>> Start INPUT RECORDS

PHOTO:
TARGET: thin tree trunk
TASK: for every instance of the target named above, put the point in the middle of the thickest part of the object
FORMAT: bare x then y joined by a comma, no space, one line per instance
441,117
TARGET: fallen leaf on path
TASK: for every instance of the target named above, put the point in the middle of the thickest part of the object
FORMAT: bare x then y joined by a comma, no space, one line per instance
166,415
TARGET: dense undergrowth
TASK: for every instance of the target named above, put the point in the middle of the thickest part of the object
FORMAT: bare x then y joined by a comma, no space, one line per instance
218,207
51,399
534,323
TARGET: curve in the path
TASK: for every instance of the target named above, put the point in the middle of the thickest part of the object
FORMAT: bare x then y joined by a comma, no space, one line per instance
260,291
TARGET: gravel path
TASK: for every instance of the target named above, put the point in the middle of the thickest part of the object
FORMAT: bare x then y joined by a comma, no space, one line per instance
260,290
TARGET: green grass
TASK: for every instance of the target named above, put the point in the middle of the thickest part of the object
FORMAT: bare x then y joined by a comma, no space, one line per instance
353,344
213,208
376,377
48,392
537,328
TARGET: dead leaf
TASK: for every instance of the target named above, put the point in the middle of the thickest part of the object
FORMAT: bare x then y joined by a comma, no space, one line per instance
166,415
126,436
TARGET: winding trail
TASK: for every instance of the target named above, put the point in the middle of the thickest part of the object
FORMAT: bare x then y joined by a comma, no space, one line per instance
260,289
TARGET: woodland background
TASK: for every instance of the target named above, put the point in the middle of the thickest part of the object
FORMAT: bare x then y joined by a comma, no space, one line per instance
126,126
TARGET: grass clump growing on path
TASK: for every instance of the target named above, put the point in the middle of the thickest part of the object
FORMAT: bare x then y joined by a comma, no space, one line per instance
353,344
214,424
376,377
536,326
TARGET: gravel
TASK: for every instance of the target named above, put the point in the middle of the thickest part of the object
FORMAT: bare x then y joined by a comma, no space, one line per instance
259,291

>> End INPUT RECORDS

### [OBJECTIVE]
Could you repeat all of the material above word for word, without changing anything?

### [FINISHED EXERCISE]
PHOTO:
TARGET: thin tree trunk
TASK: for every instance of the target named above, put the point in the middle of the thickest part of the object
FORMAT: bare x then y joined by a comma, no space, one line per instance
441,117
TARGET: fallen leaf on path
TASK: for every instance of the target named above, put the point in the middle of the thickest part of the object
FORMAT: bare x then y joined by a comma, no space, one line per instance
166,415
TARGET: dense undergrowth
TASK: for every instance of the target named above, put the point in the middle of the thickest part of the object
FORMAT: bare x then y joined by a comma, no space, one line per instance
218,207
51,399
534,323
TARGET: curve in the path
TASK: for every instance of the target named above, put the point in the middle of the thickest part of the object
FORMAT: bare x then y joined by a comma, no space, one line per instance
260,291
TARGET: gravel path
TASK: for every instance of the target named above, put the point in the middle of the thickest part of the object
FORMAT: bare x then y joined by a comma, no space, one line per instance
260,290
TARGET: green grass
TASK: for every instance of the target named above, put the point in the middle of the thickest part of the object
FORMAT: bare x then y joined by a comma, no space, one line per instance
353,344
213,208
376,377
48,392
537,328
TARGET: dead leaf
TASK: for every instance of the target named above, put the point in the middle of the thickest part of the object
FORMAT: bare x then y joined by a comma, no space, one line per instance
166,415
126,436
TARGET: winding trail
TASK: for every instance of the target named above, put the point in the middle of the thickest part of the object
FORMAT: bare x then y joined by a comma, no space, one line per instance
260,289
TARGET: woodland background
TASK: for every instance of the target named above, put the point in the middle of the thickest part of the object
FORMAT: bare x then y joined by a comma, no space, one line per instance
126,126
TARGET: grass clump growing on path
TASK: for every instance of the target named above, put the point in the middle of the thickest part of the object
FORMAT: bare x then y joined by a comma, no space, one line per instance
353,344
214,424
376,377
536,326
TARGET: gravel
TASK: for every instance of the target named above, put the point in the middle of the thickest part of the object
FORMAT: bare x then y joined by a comma, no space, one line per instance
259,291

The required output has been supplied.